Excerpts from point annotation data:
--------------------
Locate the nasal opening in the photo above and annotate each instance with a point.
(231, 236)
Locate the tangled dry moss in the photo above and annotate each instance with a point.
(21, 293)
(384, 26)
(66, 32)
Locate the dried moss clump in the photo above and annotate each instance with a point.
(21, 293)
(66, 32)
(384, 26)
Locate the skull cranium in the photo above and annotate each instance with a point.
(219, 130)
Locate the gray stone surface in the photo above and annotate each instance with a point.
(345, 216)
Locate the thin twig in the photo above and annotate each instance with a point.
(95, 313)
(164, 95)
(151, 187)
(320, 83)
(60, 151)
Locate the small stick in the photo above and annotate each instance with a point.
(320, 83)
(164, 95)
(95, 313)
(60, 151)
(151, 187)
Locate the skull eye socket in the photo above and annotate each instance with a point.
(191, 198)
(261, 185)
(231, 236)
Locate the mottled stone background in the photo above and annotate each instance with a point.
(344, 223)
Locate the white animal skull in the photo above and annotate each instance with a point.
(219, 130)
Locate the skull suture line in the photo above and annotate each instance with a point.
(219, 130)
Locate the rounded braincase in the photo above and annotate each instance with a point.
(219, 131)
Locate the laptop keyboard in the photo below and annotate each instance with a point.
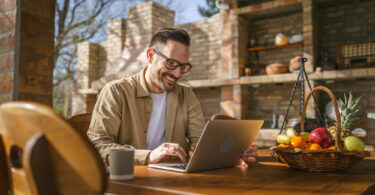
(179, 166)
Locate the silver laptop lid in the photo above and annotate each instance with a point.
(222, 143)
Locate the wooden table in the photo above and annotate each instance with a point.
(265, 177)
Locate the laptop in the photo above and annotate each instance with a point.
(220, 145)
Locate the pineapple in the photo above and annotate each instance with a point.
(350, 112)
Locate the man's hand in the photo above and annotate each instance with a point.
(165, 151)
(249, 155)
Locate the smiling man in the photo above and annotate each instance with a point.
(150, 112)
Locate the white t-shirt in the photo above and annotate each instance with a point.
(156, 128)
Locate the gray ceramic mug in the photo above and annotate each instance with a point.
(121, 164)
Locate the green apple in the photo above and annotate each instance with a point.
(283, 139)
(290, 132)
(352, 143)
(305, 135)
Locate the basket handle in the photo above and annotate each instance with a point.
(338, 119)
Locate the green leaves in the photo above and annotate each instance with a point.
(350, 110)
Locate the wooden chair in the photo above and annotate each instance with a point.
(45, 155)
(81, 122)
(222, 117)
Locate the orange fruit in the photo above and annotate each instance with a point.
(315, 146)
(283, 145)
(298, 142)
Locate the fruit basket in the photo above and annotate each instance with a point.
(320, 159)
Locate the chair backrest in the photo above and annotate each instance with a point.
(45, 155)
(81, 122)
(222, 117)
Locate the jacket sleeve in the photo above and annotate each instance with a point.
(196, 122)
(105, 124)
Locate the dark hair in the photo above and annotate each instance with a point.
(176, 34)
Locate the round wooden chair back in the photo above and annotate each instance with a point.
(81, 122)
(45, 155)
--------------------
▸ Objective
Reproduce the entire listing above word for word, leaving out the pictures.

▸ Written response
Locate the nasal opening in the photo above and annotate each instance with a point.
(231, 236)
Locate the tangled dry moss in the photo above and annotate each instance with a point.
(21, 293)
(384, 26)
(66, 32)
Locate the dried moss clump in the photo above and annotate each instance with a point.
(21, 293)
(66, 32)
(384, 26)
Locate the skull cranium in the photo above and annotate each instance with a point.
(219, 130)
Locate the gray stone surface in the photo above and annotate each instance with a point.
(345, 216)
Locate the thin twig in the photo above and annotate each instance with a point.
(95, 313)
(164, 95)
(151, 187)
(320, 83)
(60, 151)
Locate the small stick in the photo above and annotate each instance with a point.
(320, 83)
(164, 95)
(95, 313)
(60, 151)
(151, 187)
Locate the skull eye socket in the photo above and annotate each instance with a point.
(191, 198)
(261, 185)
(231, 236)
Locate the mottled stone background in the photo above and annotate each instance with a point.
(344, 223)
Locate the white animal skull in the photo above and annotate each instance with a point.
(219, 130)
Locate the skull suture line in the photo above and annotate each instance with a point.
(219, 130)
Locate the rounded braincase in the photo above and annotate each instance with a point.
(219, 131)
Locate the laptop keyboard in the photo below and annotate each instance with a point.
(179, 166)
Locate the silver laptop lid in the photo above and annotate each instance with a point.
(222, 143)
Locate the wooden table in the photo above and annotate each instance with a point.
(265, 177)
Locate the laptop in the photo above and annotate each instance with a point.
(220, 145)
Locate the pineapple in the photo above and annotate each instance with a point.
(350, 112)
Locate the man's hand in the photo above and annotate each instance with a point.
(165, 151)
(249, 155)
Locate the smiling man in the photo above and annotate each instance with a point.
(150, 112)
Locate the white t-shirt in the photo above and annotate each instance with a point.
(156, 128)
Locate the gray ceramic mug in the photo above and annotate each instance with a point.
(121, 164)
Locate the green apple in the photo above and annotate each instance with a point.
(283, 139)
(290, 132)
(352, 143)
(305, 135)
Locate the basket handle in the photo above and annotate each instance with a point.
(338, 119)
Locate the green leaves in the photo above and annotate each instance with a point.
(350, 110)
Locate the wooden chair in the photo above and annotate each instance with a point.
(45, 155)
(81, 122)
(222, 117)
Locate the orange fruit in the photo above and annotate each instance with a point.
(315, 146)
(283, 145)
(298, 142)
Locate the fruit basket in the photo above and annotate each instance with a point.
(320, 159)
Locate the chair backrest in the photo above and annotate each instance with a point.
(45, 155)
(81, 122)
(222, 117)
Locate the jacket sleeve in the photo above and annotate each instance with a point.
(196, 122)
(105, 124)
Locate the dark hair in the photo above and annotate each instance with a point.
(176, 34)
Locate the round wooden chair back in the photo above and annotate each instance with a point.
(81, 122)
(45, 155)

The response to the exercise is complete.